**CONSIGNE DONNÉE 1**:
Répondez à ces questions sur l'article consacré à Abdelmalek Sellal :
(a) Depuis combien de temps Abdelmalek Sellal est-il à la tête de l'exécutif ?
(b) À qui a-t-il succédé ?
(c) À quelle place le dernier rapport Doing Business de la Banque mondiale classait-il l'Algérie ?
**CONSIGNE DONNÉE 2**: Extrayez de l'article consacré à Abdelmalek Sellal tout le passage qui va de « Fin de la période » jusqu'à « une dynamique nouvelle. ».

Fin de la période de grâce pour le Premier ministre. A la tête de l’exécutif depuis plus de six mois, Abdelmalek Sellal tente d’imposer son style.
Sa décontraction affichée résistera-t-elle à l’épreuve du terrain ? Au défi récurrent de la croissance économique, aux conflits sociaux qui s’annoncent, le Premier ministre devra faire face à la montée de la contestation dans le sud du pays. Une épreuve de plus pour Sellal qui avait, dès son installation, tenté d’insuffler une dynamique nouvelle.
Du pragmatisme et un discours à la limite du populisme. Depuis qu’il a succédé à Ouyahia, Abdelmalek Sellal tente d’imposer un nouveau mode de gouvernance, bannissant les discours rébarbatifs, leur préférant une certaine proximité. Il avait entamé son mandat en affichant sa volonté de s’attaquer à la bureaucratie, de rétablir la notion de secteur public et d’assainir le climat des affaires. Au final, beaucoup de promesses et quelques mesures. En décembre dernier, il donnait un coup de pied dans la fourmilière en instruisant les banques de fluidifier le système bancaire, de simplifier les procédures d’ouverture des comptes bancaires et de faciliter l’octroi et la levée des crédits bancaires au profit des entreprises. Objectif : rendre le climat des affaires plus attractif. La tâche s’avère cependant ardue, en témoigne le dernier rapport Doing Business de la Banque mondiale qui classait l’Algérie à la 152e place, quasiment à la dernière place en ce qui concerne la facilité de lancement d’une entreprise, l’accès au crédit, l’obtention d’un permis de construire et les procédures liées au commerce extérieur. C’est dire que la tâche est ardue et que l’héritage de plusieurs décennies ne pourrait être effacé par de simples instructions. Sur le terrain social, les défis sont aussi grands. Plusieurs dossiers sont encore en suspens aussi bien dans la Fonction publique que dans les secteurs de l’éducation et de la santé. Les syndicats continuent de brandir des plateformes de revendications non satisfaites.

**SUPPORT**:
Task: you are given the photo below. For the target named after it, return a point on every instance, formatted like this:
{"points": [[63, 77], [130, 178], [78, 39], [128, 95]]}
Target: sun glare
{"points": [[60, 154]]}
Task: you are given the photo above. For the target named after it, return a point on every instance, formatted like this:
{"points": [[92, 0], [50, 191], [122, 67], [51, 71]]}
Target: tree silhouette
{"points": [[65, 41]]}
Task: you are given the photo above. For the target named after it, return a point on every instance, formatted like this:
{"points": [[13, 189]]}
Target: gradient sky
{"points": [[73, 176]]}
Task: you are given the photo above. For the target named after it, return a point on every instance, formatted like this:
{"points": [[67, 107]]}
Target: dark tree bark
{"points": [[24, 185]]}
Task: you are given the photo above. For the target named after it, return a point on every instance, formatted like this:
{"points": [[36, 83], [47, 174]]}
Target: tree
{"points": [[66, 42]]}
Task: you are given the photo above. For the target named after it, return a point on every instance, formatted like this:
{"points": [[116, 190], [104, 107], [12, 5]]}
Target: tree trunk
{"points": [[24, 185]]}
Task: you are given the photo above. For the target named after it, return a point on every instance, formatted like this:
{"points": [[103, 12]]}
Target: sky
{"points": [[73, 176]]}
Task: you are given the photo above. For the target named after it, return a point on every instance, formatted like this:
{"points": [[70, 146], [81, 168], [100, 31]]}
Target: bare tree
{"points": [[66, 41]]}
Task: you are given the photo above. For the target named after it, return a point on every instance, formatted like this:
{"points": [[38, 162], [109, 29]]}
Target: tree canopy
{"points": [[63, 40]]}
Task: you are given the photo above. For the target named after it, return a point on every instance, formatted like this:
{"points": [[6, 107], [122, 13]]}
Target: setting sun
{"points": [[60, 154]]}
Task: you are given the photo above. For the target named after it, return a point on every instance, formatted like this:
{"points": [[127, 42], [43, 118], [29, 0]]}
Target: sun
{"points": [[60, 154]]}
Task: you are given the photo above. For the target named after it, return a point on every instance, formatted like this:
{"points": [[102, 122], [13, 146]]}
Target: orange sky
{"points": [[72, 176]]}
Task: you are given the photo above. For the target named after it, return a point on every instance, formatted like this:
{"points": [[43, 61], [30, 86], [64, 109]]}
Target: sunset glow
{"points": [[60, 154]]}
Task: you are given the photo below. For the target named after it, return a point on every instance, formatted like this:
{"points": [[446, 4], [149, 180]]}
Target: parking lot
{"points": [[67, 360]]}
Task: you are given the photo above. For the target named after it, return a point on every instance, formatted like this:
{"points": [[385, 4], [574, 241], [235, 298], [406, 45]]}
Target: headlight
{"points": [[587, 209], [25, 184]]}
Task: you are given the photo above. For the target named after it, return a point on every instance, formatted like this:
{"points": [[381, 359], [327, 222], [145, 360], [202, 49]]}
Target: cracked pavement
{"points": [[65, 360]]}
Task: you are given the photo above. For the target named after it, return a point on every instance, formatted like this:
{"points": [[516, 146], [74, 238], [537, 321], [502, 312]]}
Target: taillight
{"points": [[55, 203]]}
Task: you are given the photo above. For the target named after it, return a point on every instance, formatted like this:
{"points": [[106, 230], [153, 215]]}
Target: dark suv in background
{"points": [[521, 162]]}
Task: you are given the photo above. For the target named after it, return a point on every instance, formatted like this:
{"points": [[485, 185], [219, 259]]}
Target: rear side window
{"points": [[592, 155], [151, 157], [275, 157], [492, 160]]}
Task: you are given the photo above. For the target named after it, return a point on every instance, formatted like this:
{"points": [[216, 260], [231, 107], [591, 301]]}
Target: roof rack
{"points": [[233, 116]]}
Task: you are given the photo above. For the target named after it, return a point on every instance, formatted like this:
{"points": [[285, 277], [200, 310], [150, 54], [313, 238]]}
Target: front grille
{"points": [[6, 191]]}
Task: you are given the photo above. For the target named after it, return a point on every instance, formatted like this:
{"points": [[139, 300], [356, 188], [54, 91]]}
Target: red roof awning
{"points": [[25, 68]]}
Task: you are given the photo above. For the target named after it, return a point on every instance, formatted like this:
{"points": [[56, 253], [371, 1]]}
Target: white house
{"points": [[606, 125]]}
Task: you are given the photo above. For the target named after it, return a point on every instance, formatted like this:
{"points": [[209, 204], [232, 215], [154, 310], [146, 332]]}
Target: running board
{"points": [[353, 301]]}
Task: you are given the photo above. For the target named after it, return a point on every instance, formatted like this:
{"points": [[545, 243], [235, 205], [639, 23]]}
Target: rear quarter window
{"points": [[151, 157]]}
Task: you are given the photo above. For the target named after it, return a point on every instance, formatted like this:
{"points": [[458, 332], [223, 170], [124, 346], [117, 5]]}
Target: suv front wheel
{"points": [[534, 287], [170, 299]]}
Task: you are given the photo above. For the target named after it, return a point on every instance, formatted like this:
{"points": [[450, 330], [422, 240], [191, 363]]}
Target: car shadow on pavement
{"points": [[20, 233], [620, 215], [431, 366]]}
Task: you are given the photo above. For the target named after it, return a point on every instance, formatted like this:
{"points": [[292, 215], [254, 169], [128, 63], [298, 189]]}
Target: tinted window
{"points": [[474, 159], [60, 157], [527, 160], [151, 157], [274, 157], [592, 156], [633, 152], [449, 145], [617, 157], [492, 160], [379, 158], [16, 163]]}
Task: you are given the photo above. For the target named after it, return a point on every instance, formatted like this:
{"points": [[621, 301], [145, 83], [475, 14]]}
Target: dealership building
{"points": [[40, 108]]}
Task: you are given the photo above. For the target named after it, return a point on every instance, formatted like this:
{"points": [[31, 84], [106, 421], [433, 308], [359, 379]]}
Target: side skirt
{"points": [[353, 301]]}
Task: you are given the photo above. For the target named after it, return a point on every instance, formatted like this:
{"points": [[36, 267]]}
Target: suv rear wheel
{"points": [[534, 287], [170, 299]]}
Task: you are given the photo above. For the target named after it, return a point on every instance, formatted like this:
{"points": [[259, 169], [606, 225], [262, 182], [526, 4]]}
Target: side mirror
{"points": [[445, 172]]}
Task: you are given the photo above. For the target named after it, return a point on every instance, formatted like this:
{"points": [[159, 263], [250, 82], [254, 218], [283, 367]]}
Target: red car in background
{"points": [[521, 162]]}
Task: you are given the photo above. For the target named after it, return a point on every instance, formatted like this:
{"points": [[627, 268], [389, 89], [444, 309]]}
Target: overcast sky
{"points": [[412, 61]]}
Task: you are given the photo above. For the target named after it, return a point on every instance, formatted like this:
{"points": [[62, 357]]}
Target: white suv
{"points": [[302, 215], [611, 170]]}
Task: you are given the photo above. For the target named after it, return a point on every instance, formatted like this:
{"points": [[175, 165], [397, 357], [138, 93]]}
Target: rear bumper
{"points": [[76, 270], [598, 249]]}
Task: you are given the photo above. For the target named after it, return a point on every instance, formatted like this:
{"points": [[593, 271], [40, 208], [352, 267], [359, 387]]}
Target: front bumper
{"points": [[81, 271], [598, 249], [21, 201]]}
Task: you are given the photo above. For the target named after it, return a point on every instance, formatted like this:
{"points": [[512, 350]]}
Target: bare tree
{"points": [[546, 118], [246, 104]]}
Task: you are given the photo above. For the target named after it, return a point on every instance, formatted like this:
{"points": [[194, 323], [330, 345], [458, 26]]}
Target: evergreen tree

**CORRIGÉ DE L'EXERCICE 1**:
(a) Depuis plus de six mois.
(b) À Ouyahia.
(c) À la 152e place.

**CORRIGÉ DE L'EXERCICE 2**:
Fin de la période de grâce pour le Premier ministre. A la tête de l’exécutif depuis plus de six mois, Abdelmalek Sellal tente d’imposer son style.
Sa décontraction affichée résistera-t-elle à l’épreuve du terrain ? Au défi récurrent de la croissance économique, aux conflits sociaux qui s’annoncent, le Premier ministre devra faire face à la montée de la contestation dans le sud du pays. Une épreuve de plus pour Sellal qui avait, dès son installation, tenté d’insuffler une dynamique nouvelle.